*Stored rows*
****************************************

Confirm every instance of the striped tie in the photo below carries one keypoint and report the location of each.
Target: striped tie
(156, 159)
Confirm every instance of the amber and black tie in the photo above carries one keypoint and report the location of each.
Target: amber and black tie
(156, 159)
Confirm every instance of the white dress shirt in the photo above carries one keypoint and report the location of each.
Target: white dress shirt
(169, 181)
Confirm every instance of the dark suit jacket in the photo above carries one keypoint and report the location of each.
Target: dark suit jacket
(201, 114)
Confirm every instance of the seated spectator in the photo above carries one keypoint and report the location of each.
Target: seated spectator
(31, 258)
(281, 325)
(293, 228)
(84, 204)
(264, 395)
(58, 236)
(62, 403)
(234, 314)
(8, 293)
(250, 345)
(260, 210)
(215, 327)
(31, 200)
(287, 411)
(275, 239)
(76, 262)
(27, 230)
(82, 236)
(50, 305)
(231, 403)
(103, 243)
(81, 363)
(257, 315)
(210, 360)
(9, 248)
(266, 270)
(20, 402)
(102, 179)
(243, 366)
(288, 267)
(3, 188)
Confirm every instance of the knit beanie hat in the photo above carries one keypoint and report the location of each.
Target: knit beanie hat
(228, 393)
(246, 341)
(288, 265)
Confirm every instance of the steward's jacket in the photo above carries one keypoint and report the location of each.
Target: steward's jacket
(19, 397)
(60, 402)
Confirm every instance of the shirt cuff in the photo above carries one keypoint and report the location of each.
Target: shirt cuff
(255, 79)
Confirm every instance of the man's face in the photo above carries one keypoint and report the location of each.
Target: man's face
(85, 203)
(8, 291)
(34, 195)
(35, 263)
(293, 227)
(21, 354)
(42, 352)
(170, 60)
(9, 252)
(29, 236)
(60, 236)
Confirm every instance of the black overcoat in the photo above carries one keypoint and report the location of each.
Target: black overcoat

****************************************

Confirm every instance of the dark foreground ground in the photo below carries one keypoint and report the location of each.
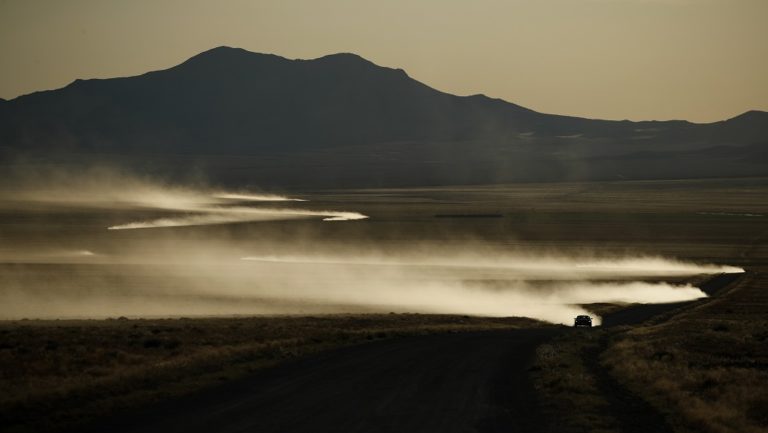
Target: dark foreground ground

****************************************

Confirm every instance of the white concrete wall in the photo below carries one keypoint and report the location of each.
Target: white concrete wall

****************************************

*Task*
List the lines of the material above as a JSON array of strings, one string per line and no blank lines, starting with the line containing "Confirm every instance of the steward's" and ending with the line containing "Target: black overcoat".

*Response below*
[
  "Confirm every instance of the steward's jacket in the photo above carries one keypoint and report the location of each.",
  "Target: steward's jacket",
  "(19, 397)",
  "(60, 402)",
  "Confirm every instance of the shirt cuff in the photo above carries one keypoint and report the location of each.",
  "Target: shirt cuff",
  "(255, 79)",
  "Confirm every instance of the man's face in the photo above carries one keypoint and report the location of each.",
  "Target: man's face",
  "(85, 203)",
  "(8, 291)",
  "(34, 195)",
  "(35, 263)",
  "(293, 227)",
  "(21, 354)",
  "(42, 352)",
  "(170, 60)",
  "(9, 252)",
  "(29, 236)",
  "(60, 236)",
  "Confirm every instance of the black overcoat in the photo above carries one keypoint and report the location of each.",
  "Target: black overcoat"
]